╭─ Material provided
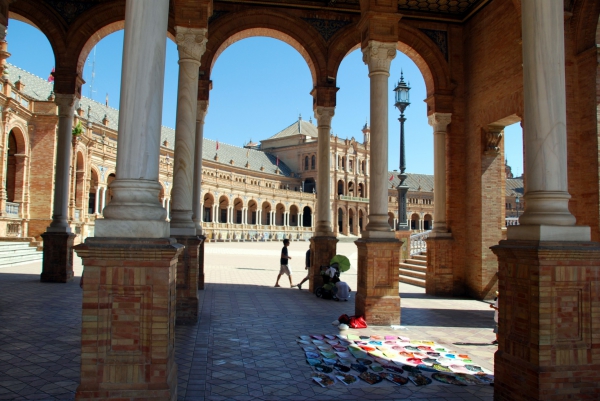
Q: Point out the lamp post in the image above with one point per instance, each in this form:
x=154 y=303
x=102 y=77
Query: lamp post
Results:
x=402 y=102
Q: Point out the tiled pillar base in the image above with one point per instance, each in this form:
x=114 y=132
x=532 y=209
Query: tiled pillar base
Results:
x=201 y=263
x=440 y=275
x=404 y=237
x=127 y=333
x=57 y=265
x=377 y=297
x=549 y=304
x=322 y=249
x=187 y=279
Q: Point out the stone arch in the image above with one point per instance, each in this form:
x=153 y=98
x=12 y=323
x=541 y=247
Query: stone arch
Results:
x=266 y=213
x=414 y=44
x=306 y=216
x=297 y=33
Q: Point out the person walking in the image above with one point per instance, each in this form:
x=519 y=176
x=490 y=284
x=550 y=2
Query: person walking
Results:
x=307 y=268
x=284 y=264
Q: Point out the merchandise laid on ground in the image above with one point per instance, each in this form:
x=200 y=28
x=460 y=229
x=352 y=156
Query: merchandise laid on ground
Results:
x=368 y=360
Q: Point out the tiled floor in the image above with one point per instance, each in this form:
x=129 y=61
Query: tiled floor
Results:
x=244 y=347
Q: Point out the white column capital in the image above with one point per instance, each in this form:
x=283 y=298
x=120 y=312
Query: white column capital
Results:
x=201 y=110
x=324 y=115
x=378 y=56
x=439 y=121
x=65 y=103
x=191 y=43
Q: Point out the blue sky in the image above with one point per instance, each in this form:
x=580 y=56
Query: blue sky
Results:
x=260 y=86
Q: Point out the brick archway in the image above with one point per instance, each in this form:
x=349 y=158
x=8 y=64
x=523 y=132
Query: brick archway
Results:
x=234 y=27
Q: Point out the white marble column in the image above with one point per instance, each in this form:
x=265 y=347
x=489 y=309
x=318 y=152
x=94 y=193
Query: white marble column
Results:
x=324 y=223
x=191 y=44
x=378 y=56
x=66 y=104
x=197 y=212
x=135 y=210
x=439 y=122
x=546 y=216
x=97 y=202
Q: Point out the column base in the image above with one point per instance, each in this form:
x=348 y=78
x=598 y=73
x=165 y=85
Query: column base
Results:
x=57 y=264
x=548 y=321
x=127 y=334
x=322 y=249
x=187 y=280
x=201 y=261
x=377 y=297
x=439 y=280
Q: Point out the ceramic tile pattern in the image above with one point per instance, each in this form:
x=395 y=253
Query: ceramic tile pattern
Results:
x=244 y=347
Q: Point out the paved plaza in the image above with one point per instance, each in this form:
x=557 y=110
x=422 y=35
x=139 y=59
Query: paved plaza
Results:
x=244 y=347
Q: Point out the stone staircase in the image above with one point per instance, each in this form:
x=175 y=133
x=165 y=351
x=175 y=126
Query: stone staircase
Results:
x=413 y=271
x=17 y=252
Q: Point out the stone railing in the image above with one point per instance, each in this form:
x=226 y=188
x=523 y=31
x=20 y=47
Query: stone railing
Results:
x=353 y=198
x=418 y=243
x=12 y=209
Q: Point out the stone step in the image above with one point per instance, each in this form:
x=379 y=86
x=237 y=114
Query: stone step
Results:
x=409 y=266
x=412 y=273
x=413 y=281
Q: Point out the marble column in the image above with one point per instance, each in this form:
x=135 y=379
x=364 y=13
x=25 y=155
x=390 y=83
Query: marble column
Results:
x=378 y=56
x=324 y=223
x=191 y=44
x=135 y=211
x=546 y=216
x=57 y=264
x=439 y=122
x=202 y=108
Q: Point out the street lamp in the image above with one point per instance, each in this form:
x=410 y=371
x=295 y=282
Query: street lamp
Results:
x=402 y=102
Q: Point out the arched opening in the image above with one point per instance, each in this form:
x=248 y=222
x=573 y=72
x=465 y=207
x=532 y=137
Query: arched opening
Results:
x=223 y=216
x=208 y=204
x=294 y=216
x=252 y=212
x=340 y=221
x=238 y=206
x=11 y=167
x=266 y=214
x=280 y=214
x=427 y=225
x=306 y=217
x=310 y=185
x=414 y=222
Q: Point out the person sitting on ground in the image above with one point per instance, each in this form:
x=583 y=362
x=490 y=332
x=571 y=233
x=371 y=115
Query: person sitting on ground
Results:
x=284 y=265
x=307 y=268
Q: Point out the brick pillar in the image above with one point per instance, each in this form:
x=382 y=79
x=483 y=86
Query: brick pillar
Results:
x=187 y=279
x=322 y=249
x=57 y=265
x=440 y=271
x=549 y=305
x=201 y=263
x=127 y=335
x=377 y=297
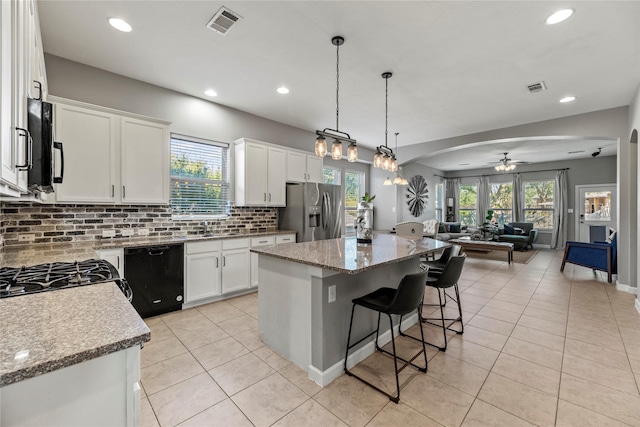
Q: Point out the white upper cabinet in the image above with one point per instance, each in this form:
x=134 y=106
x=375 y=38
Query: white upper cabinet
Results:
x=260 y=174
x=89 y=138
x=18 y=28
x=302 y=167
x=144 y=158
x=111 y=157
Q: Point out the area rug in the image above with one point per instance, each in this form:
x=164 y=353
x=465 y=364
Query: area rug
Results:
x=518 y=257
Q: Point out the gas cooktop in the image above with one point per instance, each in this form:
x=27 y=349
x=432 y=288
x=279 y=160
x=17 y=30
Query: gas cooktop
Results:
x=58 y=275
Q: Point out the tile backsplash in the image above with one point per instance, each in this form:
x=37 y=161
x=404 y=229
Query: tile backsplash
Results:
x=73 y=223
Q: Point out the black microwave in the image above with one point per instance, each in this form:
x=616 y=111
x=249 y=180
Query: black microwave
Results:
x=40 y=122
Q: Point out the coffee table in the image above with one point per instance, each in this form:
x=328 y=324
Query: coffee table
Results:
x=484 y=245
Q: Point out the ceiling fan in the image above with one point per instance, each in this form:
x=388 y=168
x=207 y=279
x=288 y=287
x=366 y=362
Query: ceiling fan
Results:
x=506 y=164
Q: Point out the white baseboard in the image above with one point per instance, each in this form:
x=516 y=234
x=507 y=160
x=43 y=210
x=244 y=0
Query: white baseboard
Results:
x=322 y=378
x=626 y=288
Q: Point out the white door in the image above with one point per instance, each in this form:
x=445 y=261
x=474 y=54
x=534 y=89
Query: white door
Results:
x=595 y=211
x=90 y=139
x=203 y=276
x=235 y=270
x=145 y=162
x=256 y=175
x=277 y=178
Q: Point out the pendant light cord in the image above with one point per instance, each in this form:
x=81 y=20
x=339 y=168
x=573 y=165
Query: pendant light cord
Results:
x=337 y=85
x=386 y=110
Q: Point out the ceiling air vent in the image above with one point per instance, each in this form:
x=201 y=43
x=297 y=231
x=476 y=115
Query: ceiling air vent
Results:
x=223 y=20
x=536 y=87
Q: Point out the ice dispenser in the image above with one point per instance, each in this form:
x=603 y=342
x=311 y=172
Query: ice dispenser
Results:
x=314 y=216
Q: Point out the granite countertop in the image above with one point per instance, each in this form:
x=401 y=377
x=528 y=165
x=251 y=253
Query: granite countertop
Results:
x=32 y=254
x=345 y=255
x=47 y=331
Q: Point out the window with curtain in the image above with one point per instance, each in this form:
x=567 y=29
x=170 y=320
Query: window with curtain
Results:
x=439 y=200
x=501 y=202
x=331 y=175
x=353 y=191
x=538 y=203
x=199 y=178
x=468 y=204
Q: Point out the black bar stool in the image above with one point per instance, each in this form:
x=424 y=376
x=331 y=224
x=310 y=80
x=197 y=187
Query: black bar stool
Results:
x=404 y=300
x=448 y=278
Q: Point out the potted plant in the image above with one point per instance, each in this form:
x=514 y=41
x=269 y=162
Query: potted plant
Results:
x=364 y=219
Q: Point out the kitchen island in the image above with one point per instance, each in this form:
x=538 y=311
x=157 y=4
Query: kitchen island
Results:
x=70 y=357
x=306 y=289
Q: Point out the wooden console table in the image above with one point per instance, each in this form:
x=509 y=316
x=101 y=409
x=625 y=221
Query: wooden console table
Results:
x=485 y=245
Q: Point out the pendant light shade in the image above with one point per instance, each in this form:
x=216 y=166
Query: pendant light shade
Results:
x=321 y=146
x=386 y=163
x=339 y=137
x=377 y=159
x=336 y=150
x=352 y=153
x=393 y=165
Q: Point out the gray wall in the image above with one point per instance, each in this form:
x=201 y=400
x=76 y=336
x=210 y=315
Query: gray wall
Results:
x=188 y=115
x=391 y=201
x=599 y=170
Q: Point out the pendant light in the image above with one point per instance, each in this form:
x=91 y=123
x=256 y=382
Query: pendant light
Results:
x=338 y=137
x=385 y=158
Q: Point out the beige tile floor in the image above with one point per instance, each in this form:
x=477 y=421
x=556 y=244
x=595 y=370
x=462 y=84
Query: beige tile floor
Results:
x=540 y=347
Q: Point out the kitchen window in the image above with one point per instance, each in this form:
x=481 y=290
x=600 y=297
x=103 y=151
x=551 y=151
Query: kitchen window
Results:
x=199 y=178
x=538 y=203
x=501 y=202
x=353 y=192
x=468 y=205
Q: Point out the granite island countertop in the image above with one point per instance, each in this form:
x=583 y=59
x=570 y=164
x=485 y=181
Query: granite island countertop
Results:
x=345 y=255
x=44 y=332
x=32 y=254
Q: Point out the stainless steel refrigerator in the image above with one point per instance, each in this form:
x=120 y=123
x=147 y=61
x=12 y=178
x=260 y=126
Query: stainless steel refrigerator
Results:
x=315 y=211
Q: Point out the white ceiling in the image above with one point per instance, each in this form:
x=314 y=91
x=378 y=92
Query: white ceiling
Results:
x=459 y=67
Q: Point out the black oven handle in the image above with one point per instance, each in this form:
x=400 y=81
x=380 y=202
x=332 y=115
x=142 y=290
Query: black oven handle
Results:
x=58 y=179
x=157 y=251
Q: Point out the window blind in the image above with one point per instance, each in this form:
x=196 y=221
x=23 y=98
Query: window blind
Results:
x=199 y=177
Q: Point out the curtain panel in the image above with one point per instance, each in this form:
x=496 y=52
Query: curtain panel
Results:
x=484 y=203
x=518 y=198
x=559 y=235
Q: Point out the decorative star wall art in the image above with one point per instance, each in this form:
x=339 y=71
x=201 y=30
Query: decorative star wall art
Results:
x=418 y=195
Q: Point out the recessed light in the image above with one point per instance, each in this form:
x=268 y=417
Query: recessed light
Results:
x=120 y=25
x=559 y=16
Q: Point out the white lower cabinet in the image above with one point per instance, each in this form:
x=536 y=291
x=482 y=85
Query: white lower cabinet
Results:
x=104 y=391
x=216 y=267
x=202 y=270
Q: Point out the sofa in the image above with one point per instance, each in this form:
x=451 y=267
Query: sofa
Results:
x=444 y=230
x=521 y=234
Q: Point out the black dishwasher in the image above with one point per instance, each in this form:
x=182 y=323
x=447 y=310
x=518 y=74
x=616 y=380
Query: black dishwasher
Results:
x=155 y=274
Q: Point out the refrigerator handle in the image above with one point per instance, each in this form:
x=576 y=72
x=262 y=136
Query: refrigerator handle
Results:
x=325 y=211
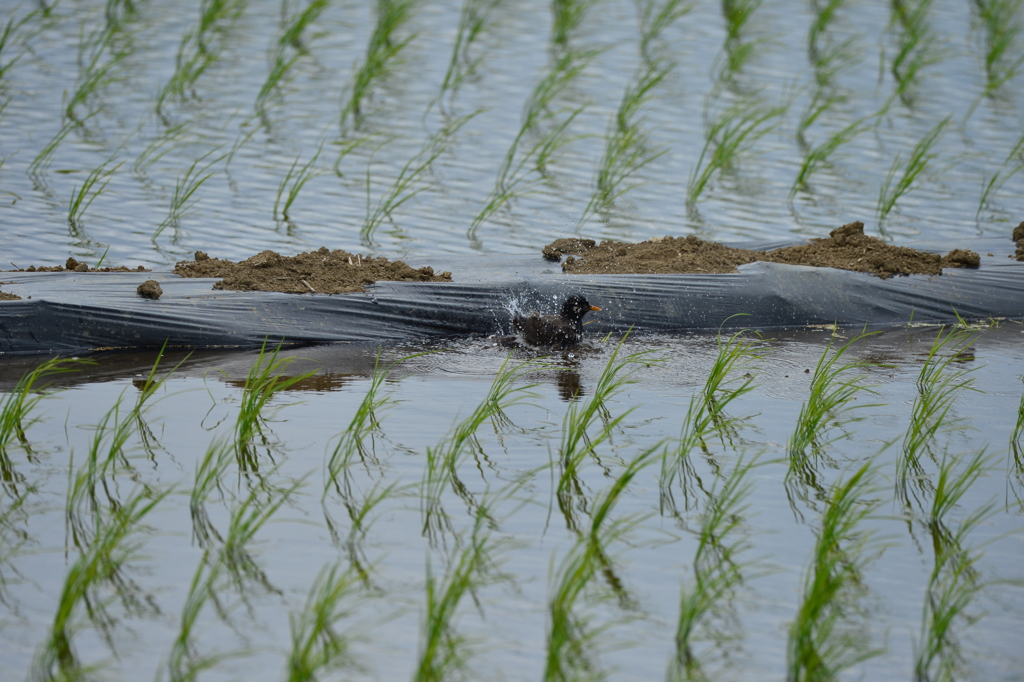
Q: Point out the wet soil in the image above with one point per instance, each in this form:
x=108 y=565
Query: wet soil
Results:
x=847 y=248
x=72 y=265
x=321 y=271
x=150 y=289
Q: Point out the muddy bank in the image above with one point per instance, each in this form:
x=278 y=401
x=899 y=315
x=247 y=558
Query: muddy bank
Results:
x=846 y=248
x=72 y=265
x=321 y=271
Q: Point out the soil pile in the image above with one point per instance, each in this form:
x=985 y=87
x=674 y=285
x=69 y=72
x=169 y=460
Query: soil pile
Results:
x=321 y=271
x=72 y=265
x=847 y=248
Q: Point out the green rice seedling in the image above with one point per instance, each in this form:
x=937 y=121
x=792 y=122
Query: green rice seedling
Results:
x=654 y=17
x=12 y=510
x=210 y=472
x=732 y=133
x=568 y=65
x=471 y=565
x=184 y=187
x=293 y=183
x=184 y=663
x=288 y=48
x=316 y=646
x=171 y=138
x=1016 y=446
x=359 y=509
x=718 y=571
x=281 y=64
x=707 y=413
x=954 y=582
x=571 y=639
x=297 y=24
x=113 y=544
x=1013 y=165
x=245 y=521
x=411 y=180
x=824 y=14
x=200 y=47
x=566 y=15
x=516 y=166
x=918 y=46
x=146 y=388
x=737 y=13
x=816 y=156
x=381 y=53
x=1004 y=28
x=626 y=148
x=827 y=407
x=938 y=384
x=265 y=380
x=579 y=439
x=42 y=160
x=107 y=455
x=118 y=12
x=440 y=470
x=96 y=72
x=473 y=20
x=82 y=198
x=7 y=38
x=16 y=407
x=824 y=638
x=352 y=441
x=513 y=178
x=920 y=158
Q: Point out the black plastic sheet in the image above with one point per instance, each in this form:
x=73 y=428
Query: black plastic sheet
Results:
x=75 y=312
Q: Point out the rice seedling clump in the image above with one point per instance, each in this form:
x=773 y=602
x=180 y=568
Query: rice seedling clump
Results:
x=847 y=248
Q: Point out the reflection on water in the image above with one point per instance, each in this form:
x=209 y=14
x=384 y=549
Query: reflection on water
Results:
x=567 y=495
x=145 y=132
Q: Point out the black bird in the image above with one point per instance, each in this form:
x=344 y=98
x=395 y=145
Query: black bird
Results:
x=559 y=332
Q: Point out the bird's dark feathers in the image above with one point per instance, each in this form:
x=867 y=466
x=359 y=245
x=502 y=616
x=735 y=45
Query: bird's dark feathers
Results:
x=559 y=332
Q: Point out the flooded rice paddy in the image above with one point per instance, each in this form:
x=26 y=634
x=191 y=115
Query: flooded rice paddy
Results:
x=684 y=507
x=472 y=517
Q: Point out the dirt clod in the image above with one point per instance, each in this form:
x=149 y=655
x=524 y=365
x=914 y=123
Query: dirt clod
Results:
x=559 y=248
x=847 y=248
x=321 y=271
x=73 y=265
x=150 y=289
x=1019 y=239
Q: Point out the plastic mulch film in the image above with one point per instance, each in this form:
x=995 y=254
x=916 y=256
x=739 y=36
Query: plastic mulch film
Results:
x=74 y=312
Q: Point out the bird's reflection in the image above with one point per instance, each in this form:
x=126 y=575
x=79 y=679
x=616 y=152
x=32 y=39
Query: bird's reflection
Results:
x=569 y=386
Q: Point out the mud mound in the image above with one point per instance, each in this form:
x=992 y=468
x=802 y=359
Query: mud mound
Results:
x=72 y=265
x=847 y=248
x=320 y=271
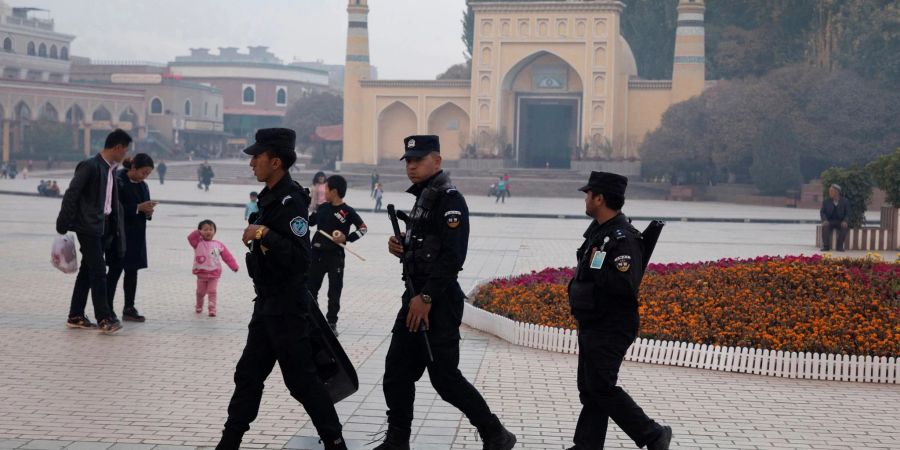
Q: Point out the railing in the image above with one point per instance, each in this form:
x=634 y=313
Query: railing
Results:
x=805 y=365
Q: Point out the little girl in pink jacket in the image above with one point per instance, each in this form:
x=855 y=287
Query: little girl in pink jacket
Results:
x=208 y=256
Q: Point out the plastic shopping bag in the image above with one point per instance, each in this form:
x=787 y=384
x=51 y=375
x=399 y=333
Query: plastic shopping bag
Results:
x=62 y=254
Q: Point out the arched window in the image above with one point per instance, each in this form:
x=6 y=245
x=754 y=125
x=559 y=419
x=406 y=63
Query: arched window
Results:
x=156 y=106
x=249 y=94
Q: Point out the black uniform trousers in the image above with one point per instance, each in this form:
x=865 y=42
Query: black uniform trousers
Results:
x=286 y=339
x=330 y=262
x=407 y=360
x=92 y=274
x=834 y=225
x=601 y=350
x=129 y=284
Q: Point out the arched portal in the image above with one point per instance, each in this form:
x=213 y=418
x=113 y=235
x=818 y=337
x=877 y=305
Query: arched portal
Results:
x=395 y=122
x=451 y=124
x=541 y=104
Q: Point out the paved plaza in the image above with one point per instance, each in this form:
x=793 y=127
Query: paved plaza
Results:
x=165 y=383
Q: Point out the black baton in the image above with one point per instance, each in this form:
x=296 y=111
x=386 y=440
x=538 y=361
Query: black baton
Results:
x=392 y=214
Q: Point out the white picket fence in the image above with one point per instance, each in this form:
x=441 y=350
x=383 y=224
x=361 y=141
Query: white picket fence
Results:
x=804 y=365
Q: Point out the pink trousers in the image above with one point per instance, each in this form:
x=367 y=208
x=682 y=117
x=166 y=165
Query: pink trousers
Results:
x=206 y=286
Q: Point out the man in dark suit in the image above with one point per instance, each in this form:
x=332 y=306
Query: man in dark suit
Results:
x=834 y=213
x=91 y=209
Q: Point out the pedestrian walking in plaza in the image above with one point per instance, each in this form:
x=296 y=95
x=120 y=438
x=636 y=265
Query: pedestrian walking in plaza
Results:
x=90 y=208
x=280 y=328
x=334 y=217
x=501 y=190
x=834 y=213
x=252 y=206
x=375 y=178
x=137 y=209
x=426 y=330
x=603 y=296
x=161 y=170
x=318 y=191
x=208 y=256
x=378 y=194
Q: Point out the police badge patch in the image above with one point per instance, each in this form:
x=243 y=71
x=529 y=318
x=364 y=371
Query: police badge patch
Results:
x=452 y=218
x=299 y=226
x=623 y=263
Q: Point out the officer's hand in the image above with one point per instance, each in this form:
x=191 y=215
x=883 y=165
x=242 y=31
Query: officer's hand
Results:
x=250 y=233
x=418 y=314
x=395 y=247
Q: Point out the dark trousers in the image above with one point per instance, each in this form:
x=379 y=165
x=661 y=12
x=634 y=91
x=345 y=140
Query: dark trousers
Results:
x=129 y=284
x=834 y=225
x=331 y=263
x=282 y=338
x=601 y=351
x=406 y=362
x=92 y=275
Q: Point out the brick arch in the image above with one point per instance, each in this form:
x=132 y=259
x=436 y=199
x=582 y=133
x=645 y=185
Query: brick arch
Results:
x=395 y=122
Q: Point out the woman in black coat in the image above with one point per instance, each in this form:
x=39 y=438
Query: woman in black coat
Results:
x=135 y=197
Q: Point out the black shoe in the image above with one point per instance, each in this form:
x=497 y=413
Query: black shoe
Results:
x=231 y=440
x=395 y=439
x=496 y=437
x=334 y=444
x=110 y=326
x=131 y=315
x=80 y=322
x=662 y=441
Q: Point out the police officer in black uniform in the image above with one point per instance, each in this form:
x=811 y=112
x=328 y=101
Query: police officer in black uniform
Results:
x=279 y=330
x=435 y=249
x=603 y=296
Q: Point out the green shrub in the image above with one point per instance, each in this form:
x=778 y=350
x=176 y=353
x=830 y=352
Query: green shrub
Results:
x=856 y=188
x=886 y=172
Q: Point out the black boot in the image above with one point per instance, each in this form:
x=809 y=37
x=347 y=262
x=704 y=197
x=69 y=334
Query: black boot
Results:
x=334 y=444
x=496 y=437
x=231 y=440
x=395 y=439
x=662 y=441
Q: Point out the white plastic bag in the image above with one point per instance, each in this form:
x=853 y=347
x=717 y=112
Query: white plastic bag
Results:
x=62 y=254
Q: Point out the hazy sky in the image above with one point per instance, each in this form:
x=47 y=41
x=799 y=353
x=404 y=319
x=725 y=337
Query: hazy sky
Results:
x=410 y=39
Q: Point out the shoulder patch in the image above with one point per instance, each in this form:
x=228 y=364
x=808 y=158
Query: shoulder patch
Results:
x=623 y=263
x=299 y=226
x=453 y=218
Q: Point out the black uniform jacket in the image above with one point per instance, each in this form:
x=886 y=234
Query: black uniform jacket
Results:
x=82 y=204
x=278 y=263
x=437 y=242
x=133 y=194
x=609 y=294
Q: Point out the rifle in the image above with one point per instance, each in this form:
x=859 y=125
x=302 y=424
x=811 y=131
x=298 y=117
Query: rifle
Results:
x=395 y=224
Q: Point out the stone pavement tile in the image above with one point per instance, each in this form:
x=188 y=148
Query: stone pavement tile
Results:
x=89 y=446
x=45 y=444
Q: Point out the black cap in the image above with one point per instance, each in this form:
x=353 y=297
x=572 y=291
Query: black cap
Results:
x=276 y=139
x=419 y=146
x=605 y=183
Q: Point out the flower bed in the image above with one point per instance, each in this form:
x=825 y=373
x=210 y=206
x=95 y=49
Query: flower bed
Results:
x=797 y=303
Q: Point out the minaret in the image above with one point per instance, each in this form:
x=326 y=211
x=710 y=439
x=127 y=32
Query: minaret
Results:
x=356 y=68
x=689 y=71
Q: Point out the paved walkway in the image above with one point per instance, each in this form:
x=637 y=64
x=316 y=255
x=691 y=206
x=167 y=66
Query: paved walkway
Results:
x=166 y=383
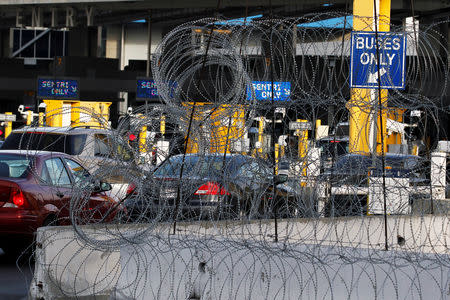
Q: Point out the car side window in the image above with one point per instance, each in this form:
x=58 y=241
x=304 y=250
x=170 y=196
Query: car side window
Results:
x=101 y=147
x=55 y=172
x=78 y=172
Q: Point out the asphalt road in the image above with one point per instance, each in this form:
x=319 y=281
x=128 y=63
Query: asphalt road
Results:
x=15 y=276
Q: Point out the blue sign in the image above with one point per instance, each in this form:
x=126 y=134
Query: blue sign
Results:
x=58 y=88
x=364 y=60
x=146 y=89
x=263 y=91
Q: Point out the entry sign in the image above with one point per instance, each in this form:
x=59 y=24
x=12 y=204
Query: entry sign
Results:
x=363 y=60
x=51 y=88
x=263 y=90
x=7 y=118
x=146 y=89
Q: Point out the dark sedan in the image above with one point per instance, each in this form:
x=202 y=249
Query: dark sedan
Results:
x=351 y=172
x=212 y=186
x=36 y=188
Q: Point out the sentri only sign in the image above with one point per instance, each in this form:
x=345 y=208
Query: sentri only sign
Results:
x=365 y=58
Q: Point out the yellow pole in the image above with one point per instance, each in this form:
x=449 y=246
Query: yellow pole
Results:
x=162 y=127
x=318 y=124
x=8 y=126
x=277 y=151
x=302 y=149
x=143 y=139
x=361 y=106
x=29 y=117
x=41 y=119
x=260 y=134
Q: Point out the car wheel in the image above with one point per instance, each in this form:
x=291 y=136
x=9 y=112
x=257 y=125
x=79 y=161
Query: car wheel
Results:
x=51 y=220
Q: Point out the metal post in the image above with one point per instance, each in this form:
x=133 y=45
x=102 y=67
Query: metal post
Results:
x=8 y=126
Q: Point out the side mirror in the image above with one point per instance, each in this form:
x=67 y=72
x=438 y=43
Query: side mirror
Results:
x=105 y=186
x=101 y=187
x=281 y=178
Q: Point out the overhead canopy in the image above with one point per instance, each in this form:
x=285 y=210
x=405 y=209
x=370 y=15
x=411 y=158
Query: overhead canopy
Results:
x=179 y=11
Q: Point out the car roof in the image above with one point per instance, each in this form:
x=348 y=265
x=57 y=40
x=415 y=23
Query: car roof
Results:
x=32 y=152
x=333 y=138
x=60 y=130
x=387 y=155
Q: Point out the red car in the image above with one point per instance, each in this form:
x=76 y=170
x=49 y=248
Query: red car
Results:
x=36 y=188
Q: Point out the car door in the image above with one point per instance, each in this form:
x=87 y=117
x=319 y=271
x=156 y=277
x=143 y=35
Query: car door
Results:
x=56 y=176
x=252 y=179
x=94 y=206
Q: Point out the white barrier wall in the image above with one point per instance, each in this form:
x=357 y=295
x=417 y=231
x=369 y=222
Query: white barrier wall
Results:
x=314 y=258
x=221 y=269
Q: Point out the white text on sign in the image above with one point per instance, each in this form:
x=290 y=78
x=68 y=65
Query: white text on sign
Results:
x=386 y=44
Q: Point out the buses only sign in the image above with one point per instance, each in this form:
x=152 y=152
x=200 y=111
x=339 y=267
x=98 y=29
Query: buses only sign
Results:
╰─
Written exercise: Copy the entries above word for word, from the line that contains "Q: Point out the little" through the line that contains "x=206 y=286", including both of those lines.

Full output:
Q: Point out the little girl in pink jacket in the image above with one point per instance, each in this form:
x=855 y=287
Query: little girl in pink jacket
Results:
x=208 y=256
Q: Point out the plastic shopping bag in the image above with one point per instance, each in this form:
x=787 y=384
x=51 y=375
x=399 y=333
Query: plastic shopping bag
Results:
x=62 y=254
Q: Point out the arched window in the image above with one point per instance, each in this form:
x=6 y=245
x=754 y=125
x=559 y=419
x=406 y=63
Query: arched window
Results:
x=156 y=106
x=249 y=94
Q: Point out the black uniform trousers in the image above with one point per instance, each in this form:
x=865 y=42
Query: black uniform trousers
Results:
x=286 y=339
x=330 y=262
x=407 y=360
x=92 y=274
x=834 y=225
x=601 y=350
x=129 y=284
Q: Point out the arched portal in the image above with one point per instance, each in this form:
x=213 y=418
x=113 y=235
x=818 y=337
x=877 y=305
Query: arched portal
Results:
x=395 y=122
x=451 y=124
x=541 y=104
Q: Point out the paved plaza in the image above with one point per instance, each in this form:
x=793 y=127
Query: paved plaza
Results:
x=165 y=383
Q: Point out the black baton in the image above with one point per instance, each in this form:
x=296 y=111
x=386 y=440
x=538 y=361
Query: black baton
Results:
x=392 y=214
Q: Point out the white picket fence in the image above with one point per instance, each in this form:
x=441 y=350
x=383 y=224
x=361 y=141
Query: white picket fence
Results:
x=804 y=365
Q: Point out the pink trousers in the image above with one point per instance, each in this form:
x=367 y=208
x=682 y=117
x=166 y=165
Query: pink trousers
Results:
x=206 y=286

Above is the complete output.